EXERCISE REQUIREMENTS: Extract from the entries below, exactly as given, only the lines from the line containing "Locate the dirt road tire" to the line containing "Locate the vegetation", both lines included.
====== TASK INPUT
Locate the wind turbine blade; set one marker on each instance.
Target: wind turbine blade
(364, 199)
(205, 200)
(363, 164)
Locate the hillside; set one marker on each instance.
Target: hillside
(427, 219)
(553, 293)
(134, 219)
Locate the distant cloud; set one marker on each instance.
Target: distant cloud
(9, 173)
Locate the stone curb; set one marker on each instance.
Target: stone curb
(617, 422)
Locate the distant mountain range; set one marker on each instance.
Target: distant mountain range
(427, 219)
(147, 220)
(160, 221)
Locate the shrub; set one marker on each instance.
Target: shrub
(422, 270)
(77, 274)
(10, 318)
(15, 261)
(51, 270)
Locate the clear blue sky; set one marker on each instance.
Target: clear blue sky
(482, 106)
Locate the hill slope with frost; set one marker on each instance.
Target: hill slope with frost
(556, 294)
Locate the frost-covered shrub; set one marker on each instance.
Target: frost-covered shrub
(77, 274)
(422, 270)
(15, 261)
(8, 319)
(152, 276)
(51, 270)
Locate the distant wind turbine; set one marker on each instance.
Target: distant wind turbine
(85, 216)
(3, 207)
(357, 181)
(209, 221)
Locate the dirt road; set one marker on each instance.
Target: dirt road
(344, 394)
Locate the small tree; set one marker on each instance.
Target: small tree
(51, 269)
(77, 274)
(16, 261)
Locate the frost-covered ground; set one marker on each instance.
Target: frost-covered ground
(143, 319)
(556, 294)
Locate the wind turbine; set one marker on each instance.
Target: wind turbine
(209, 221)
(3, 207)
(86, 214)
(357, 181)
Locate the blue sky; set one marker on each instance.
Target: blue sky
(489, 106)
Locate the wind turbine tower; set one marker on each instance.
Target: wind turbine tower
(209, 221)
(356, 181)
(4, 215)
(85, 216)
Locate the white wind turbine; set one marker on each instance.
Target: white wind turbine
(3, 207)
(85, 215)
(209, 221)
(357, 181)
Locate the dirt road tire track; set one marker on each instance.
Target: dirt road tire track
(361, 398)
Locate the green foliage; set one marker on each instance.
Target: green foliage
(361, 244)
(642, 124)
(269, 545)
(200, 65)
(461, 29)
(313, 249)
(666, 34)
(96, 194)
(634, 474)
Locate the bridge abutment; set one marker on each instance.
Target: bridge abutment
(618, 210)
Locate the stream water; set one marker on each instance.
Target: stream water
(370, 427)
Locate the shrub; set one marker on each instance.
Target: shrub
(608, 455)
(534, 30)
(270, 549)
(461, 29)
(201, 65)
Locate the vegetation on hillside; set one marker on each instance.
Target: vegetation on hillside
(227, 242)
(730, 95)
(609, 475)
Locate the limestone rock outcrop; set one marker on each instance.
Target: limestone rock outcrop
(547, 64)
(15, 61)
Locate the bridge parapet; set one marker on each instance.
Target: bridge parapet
============
RESULT OF THIS TASK:
Locate the dirt road tire track; set one marker on each instance.
Target: dirt road tire track
(361, 398)
Locate the green foliage; set one marker on each instance.
Target: green foliage
(361, 244)
(642, 124)
(269, 545)
(200, 65)
(461, 29)
(313, 249)
(666, 34)
(96, 194)
(634, 474)
Locate the bridge abutment; set one marker on each instance.
Target: bridge abutment
(618, 210)
Locate the stream water; set one marker on each instance.
Target: stream water
(370, 427)
Locate the shrub; set one marker on each instance.
Target: shrub
(608, 455)
(534, 30)
(270, 549)
(461, 29)
(201, 65)
Locate the vegetation on hillside; set one marker on each instance.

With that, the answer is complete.